**EXTRAIT DU DOCUMENT**:
========

Optimiser les process, gagner du temps, améliorer l’organisation : la productivité constitue aujourd’hui l’objectif premier des organisations. Mais l’évaluation du travail sur le critère de productivité est-elle toujours une approche pertinente ? Quelle place la productivité a-t-elle pris dans notre quotidien ? Pourquoi et comment faire évoluer le concept ?

Pour répondre à ces questions, freelance.com a interviewé Laëtitia Vitaud.

Conférencière et autrice, Laëtitia Vitaud vient notamment de publier un livre sur le sujet : En finir avec la productivité.

Productivité : les dérives d’un concept

Destinée à évaluer l’efficacité et le rendement, la productivité fait le ratio entre la richesse produite et les ressources engagées. Comme le souligne Laëtitia Vitaud, il semble logique que les  organisations cherchent à produire un maximum de richesses en investissant un minimum de ressources. Mais l’injonction à la productivité est aujourd’hui telle que la productivité n’est plus un moyen d’atteindre un objectif : elle constitue une fin en soi.

« Ce n’est pas la productivité que je critique, mais la manière dont on la conçoit, dont on la mesure, et la manière dont elle a envahi nos vies dans de nombreuses dimensions où elle n’a pas sa place, explique Laëtitia Vitaud. On a même inversé les choses : on dort bien pour être productif, on mange bien pour être productif, on est même heureux pour être productif.

Alors que la productivité reste un moyen, et non une fin en soi. »

En plus de s’imposer dans tous les pans de notre vie, la quête de productivité a entraîné de nombreuses dérives. Addiction et souffrance sur le plan individuel, effets néfastes sur l’environnement et l’humain au niveau plus global : la quête permanente de productivité ne se fait pas sans dommages collatéraux.

Les limites du concept de productivité

Au-delà de ces dérives, le concept peut être questionné d’un point de vue théorique.

En effet, comment comparer la productivité de deux collaborateurs sachant que l’un et l’autre n’ont pas exactement les mêmes périmètres, les mêmes dossiers, ou encore les mêmes clients ?

Comment évaluer la productivité de chacun dans le cadre d’un projet, sachant que celui-ci résulte par essence d’échanges et de co-construction ?

La subjectivité liée à l’évaluation de la productivité limite donc la pertinence du concept.

Cette subjectivité est encore plus marquée quand la mesure de productivité concerne différents niveaux hiérarchiques. Comme le souligne Laëtitia Vitaud, « le mérite productif reflète un rapport de force existant au niveau de la hiérarchie. On donne moins de mérite productif à ceux qui sont plus bas dans la hiérarchie, indépendamment de la valeur apportée. »

========

**DONNÉES FOURNIES**:

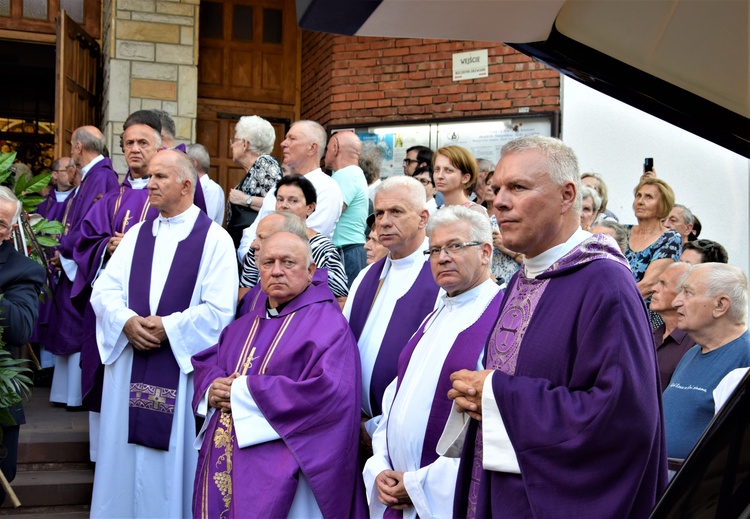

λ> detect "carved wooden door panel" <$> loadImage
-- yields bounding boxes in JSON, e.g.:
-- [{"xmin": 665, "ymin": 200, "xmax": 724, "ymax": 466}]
[{"xmin": 55, "ymin": 11, "xmax": 102, "ymax": 157}]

========

**TRAVAIL À FAIRE**:
A) Répondez à ces questions sur l'extrait consacré à la productivité :
(i) Quel est le titre du livre que Laëtitia Vitaud vient de publier ?
(ii) Entre quels éléments la productivité fait-elle le ratio ?
(iii) Selon Laëtitia Vitaud, à qui donne-t-on moins de mérite productif ?
B) Dans l'extrait sur la productivité, reprenez le passage de « Optimiser les process, gagner » à « interviewé Laëtitia Vitaud. » en substituant « réduire les coûts » à « gagner du temps ».
C) Prolongez le texte sur la productivité au-delà de sa dernière phrase.
Ces données proviennent d'une autre source.

**RÉPONSES DANS L'ORDRE**:
A)
(i) En finir avec la productivité.
(ii) Entre la richesse produite et les ressources engagées.
(iii) À ceux qui sont plus bas dans la hiérarchie, indépendamment de la valeur apportée.

B)
Optimiser les process, réduire les coûts, améliorer l’organisation : la productivité constitue aujourd’hui l’objectif premier des organisations. Mais l’évaluation du travail sur le critère de productivité est-elle toujours une approche pertinente ? Quelle place la productivité a-t-elle pris dans notre quotidien ? Pourquoi et comment faire évoluer le concept ?

Pour répondre à ces questions, freelance.com a interviewé Laëtitia Vitaud.

C)
Le concept de productivité est par ailleurs insuffisant, puisqu’il ne mesure pas la richesse du travail effectué par un individu pour le collectif. C’est là où apparaît la dimension sexiste de la notion, comme le souligne Laetitia Vitaud : « Les femmes réalisent plus de taches pour le collectif. Ces activités leur font perdre du terrain dans la performance individuelle car elles ne sont pas jugées productives, bien qu’elles soient au service du collectif. »

La productivité : un concept emprunt de sexisme

Selon Laëtitia Vitaud, « les femmes ne se reconnaissent pas dans la vision du succès véhiculée dans les entreprises. Le fort investissement en temps, la nécessité d’occuper le terrain, et les jeux politiques ne sont pas compatibles avec le fait d’être mère, ou de devoir s’occuper d’autres personnes. » Or, c’est aux femmes que revient la plupart du temps la mission de Care, qu’il s’agisse des enfants, des parents et parfois même des parents du conjoint.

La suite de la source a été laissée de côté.